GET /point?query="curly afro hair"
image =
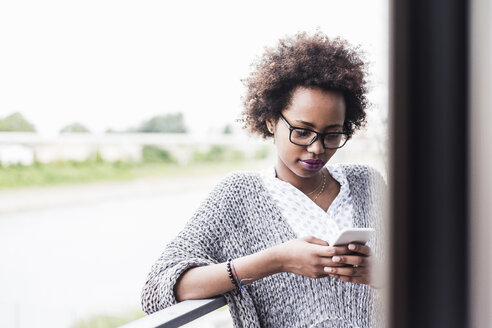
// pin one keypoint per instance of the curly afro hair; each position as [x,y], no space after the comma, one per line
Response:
[305,61]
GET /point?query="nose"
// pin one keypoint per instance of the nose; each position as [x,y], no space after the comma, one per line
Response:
[316,147]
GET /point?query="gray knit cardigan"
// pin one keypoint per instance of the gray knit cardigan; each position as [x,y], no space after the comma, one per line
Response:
[238,218]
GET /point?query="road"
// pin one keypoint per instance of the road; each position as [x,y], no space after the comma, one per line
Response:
[73,251]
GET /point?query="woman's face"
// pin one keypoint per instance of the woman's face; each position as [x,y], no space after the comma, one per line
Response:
[315,109]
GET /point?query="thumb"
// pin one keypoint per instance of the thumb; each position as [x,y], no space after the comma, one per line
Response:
[314,240]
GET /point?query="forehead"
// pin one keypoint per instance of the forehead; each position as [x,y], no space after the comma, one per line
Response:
[317,106]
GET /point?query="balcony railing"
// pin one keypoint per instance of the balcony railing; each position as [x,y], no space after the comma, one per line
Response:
[179,314]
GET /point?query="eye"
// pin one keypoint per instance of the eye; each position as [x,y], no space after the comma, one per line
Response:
[301,133]
[333,136]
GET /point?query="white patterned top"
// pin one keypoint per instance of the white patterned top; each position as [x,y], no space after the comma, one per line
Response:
[303,215]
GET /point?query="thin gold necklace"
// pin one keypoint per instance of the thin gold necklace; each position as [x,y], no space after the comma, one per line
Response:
[322,187]
[320,183]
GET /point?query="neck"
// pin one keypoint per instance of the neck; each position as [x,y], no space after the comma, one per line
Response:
[304,184]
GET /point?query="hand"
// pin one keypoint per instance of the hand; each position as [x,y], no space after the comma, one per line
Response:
[358,268]
[308,256]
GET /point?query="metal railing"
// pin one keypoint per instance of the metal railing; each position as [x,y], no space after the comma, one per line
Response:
[179,314]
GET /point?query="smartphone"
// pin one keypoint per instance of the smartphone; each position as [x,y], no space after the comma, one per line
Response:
[352,235]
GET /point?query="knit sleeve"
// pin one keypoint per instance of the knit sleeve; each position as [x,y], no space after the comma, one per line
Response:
[196,245]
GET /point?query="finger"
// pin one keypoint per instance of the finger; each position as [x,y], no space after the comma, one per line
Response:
[334,250]
[347,271]
[314,240]
[350,259]
[359,248]
[327,262]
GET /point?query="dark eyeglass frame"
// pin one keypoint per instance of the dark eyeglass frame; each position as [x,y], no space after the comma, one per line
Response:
[318,135]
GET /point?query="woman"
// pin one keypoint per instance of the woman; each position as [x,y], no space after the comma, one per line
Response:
[260,237]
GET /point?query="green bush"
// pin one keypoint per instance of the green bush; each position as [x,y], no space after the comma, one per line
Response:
[154,154]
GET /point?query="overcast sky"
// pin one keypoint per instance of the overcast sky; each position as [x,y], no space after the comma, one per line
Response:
[114,63]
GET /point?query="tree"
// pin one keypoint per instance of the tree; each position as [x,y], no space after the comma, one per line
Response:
[75,128]
[16,122]
[170,123]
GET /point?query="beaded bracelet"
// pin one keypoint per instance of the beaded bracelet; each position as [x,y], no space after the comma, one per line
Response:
[234,278]
[229,272]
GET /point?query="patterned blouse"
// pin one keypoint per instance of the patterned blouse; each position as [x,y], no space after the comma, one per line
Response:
[304,216]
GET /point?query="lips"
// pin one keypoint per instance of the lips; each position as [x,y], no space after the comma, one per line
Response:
[313,161]
[312,164]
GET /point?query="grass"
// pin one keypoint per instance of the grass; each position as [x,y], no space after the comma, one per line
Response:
[93,171]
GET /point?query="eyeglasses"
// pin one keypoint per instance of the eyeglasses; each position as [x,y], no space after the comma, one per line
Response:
[306,137]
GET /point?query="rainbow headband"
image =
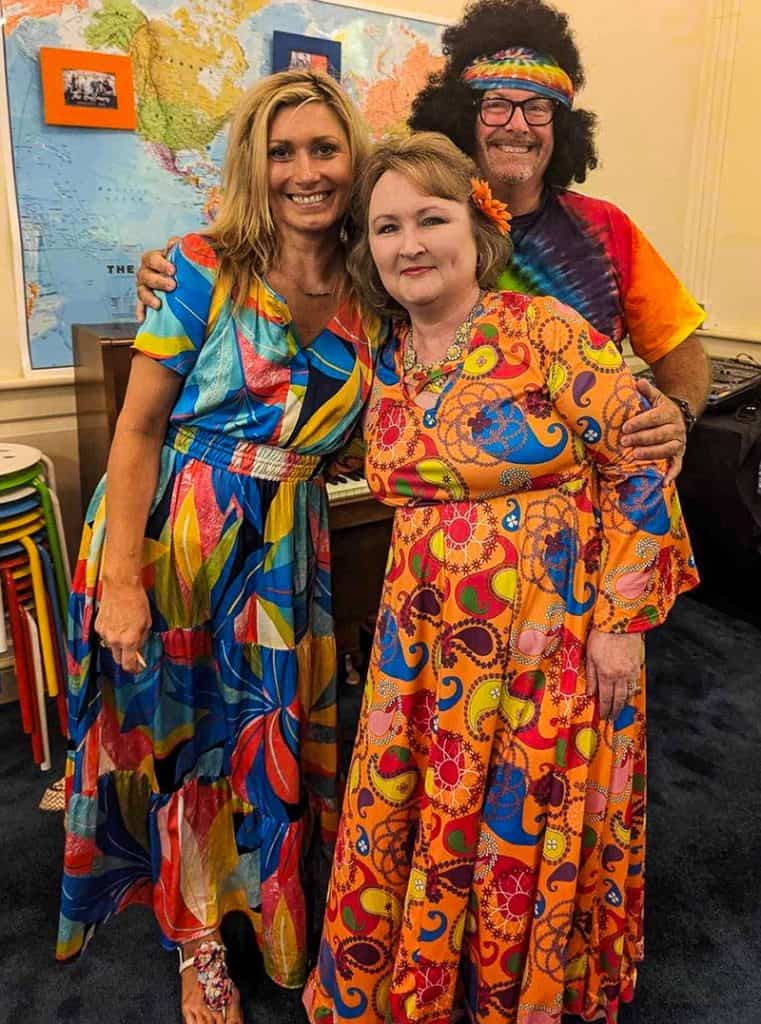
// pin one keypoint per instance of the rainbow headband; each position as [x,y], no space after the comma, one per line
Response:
[518,68]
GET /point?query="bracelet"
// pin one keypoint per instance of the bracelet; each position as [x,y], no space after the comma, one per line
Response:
[130,581]
[687,415]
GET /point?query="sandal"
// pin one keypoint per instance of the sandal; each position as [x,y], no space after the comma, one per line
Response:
[211,967]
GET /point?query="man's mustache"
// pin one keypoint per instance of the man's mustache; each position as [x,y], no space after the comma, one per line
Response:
[511,138]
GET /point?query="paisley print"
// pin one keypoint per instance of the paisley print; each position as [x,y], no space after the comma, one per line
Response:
[491,850]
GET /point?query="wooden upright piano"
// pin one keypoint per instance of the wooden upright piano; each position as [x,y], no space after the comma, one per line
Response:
[361,526]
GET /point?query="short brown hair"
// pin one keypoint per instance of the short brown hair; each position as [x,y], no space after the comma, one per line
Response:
[435,166]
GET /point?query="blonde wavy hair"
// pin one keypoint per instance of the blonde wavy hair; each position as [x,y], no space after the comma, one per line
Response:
[436,167]
[244,232]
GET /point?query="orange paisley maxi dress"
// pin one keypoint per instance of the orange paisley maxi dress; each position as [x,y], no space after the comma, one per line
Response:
[491,852]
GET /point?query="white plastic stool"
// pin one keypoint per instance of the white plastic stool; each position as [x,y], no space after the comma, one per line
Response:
[15,458]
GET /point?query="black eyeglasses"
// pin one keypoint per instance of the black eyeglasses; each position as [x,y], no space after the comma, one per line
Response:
[497,112]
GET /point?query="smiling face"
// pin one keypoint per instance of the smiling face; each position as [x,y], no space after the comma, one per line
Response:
[309,168]
[422,245]
[515,154]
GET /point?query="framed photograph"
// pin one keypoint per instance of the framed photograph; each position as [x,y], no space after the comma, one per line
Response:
[305,52]
[90,90]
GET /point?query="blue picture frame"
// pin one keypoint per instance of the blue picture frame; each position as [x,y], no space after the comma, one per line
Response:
[291,50]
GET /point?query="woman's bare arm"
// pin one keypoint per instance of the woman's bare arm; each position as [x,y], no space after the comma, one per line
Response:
[124,617]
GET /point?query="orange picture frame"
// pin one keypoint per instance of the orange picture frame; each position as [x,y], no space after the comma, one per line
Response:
[86,89]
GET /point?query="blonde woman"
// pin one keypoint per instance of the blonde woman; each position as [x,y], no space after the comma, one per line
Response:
[203,709]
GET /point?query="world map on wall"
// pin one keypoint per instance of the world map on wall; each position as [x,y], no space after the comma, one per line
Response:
[91,201]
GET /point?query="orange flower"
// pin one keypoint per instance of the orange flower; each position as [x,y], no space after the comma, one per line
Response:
[491,207]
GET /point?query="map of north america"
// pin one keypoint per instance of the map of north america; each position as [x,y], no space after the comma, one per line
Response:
[91,201]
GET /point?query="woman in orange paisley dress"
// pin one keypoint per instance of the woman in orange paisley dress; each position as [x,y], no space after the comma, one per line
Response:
[490,861]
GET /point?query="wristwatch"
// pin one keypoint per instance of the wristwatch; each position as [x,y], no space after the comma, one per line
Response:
[687,415]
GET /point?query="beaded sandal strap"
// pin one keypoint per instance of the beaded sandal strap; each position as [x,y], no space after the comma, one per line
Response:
[210,965]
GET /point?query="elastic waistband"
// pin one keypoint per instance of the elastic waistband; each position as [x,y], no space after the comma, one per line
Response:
[246,458]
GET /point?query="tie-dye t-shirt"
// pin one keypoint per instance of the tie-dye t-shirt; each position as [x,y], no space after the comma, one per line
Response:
[588,254]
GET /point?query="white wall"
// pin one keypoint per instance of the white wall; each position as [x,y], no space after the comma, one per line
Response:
[650,68]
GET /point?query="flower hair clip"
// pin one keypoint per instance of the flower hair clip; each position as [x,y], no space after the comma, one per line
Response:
[493,208]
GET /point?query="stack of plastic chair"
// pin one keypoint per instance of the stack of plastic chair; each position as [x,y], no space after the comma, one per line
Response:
[36,581]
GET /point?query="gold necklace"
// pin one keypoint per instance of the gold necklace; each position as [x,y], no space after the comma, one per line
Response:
[432,376]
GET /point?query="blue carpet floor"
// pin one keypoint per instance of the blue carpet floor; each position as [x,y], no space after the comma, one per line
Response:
[704,894]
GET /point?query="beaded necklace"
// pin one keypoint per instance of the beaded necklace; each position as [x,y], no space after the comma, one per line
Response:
[432,376]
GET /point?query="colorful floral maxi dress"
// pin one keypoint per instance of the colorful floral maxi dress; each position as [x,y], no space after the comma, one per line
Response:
[490,854]
[202,784]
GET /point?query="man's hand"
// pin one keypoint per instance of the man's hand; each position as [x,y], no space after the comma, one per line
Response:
[614,666]
[155,273]
[659,432]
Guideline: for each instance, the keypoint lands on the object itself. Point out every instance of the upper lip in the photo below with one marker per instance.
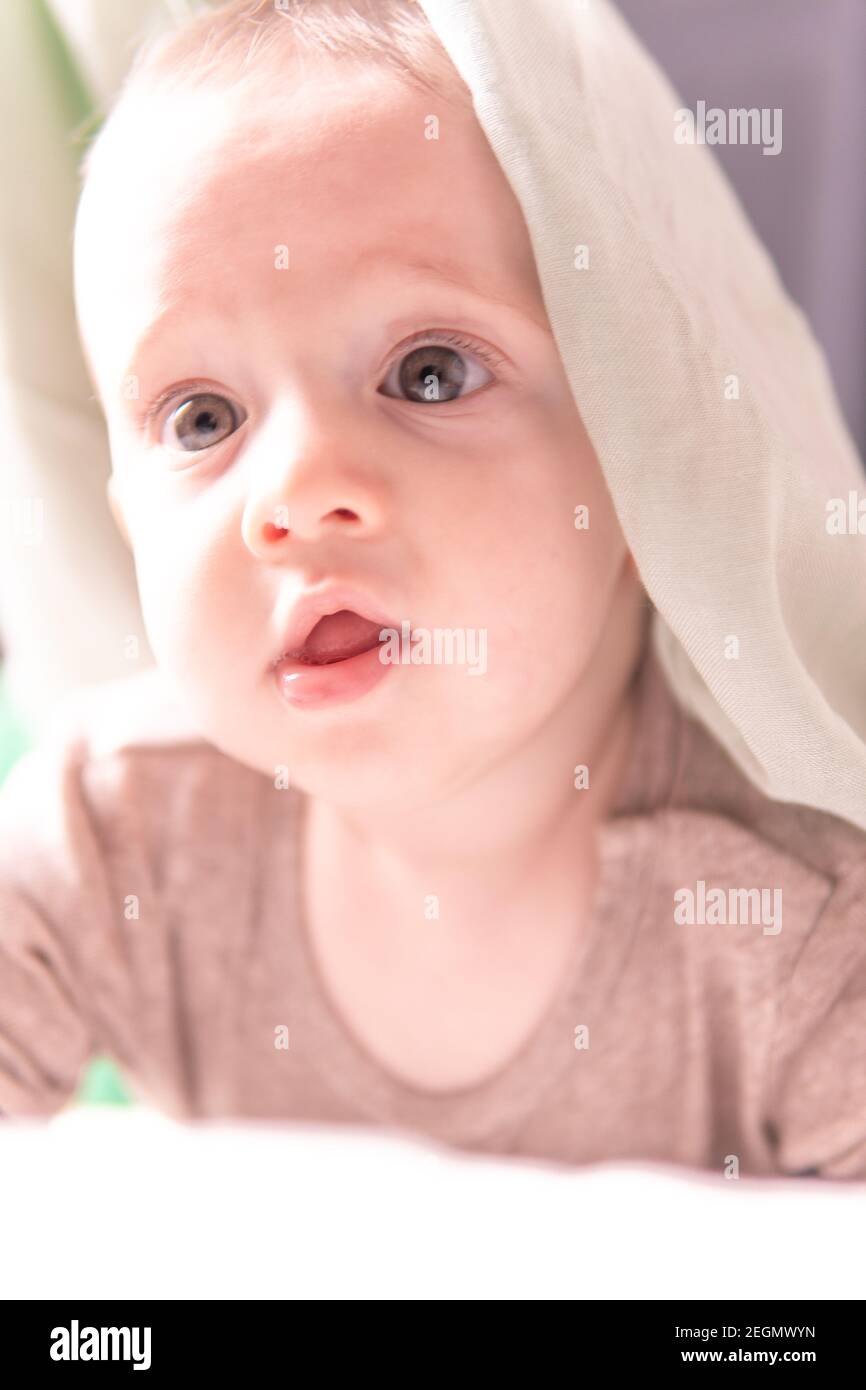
⁂
#### [WHAT YOU HAVE TO DO]
Scan the listing for the word "lips". Copy every line in which it appears.

#### [TASK RESPONSE]
GET /point?query="lips"
// pin one keypoint per instance of the lips; each position as [x,y], no space after the comma, one per line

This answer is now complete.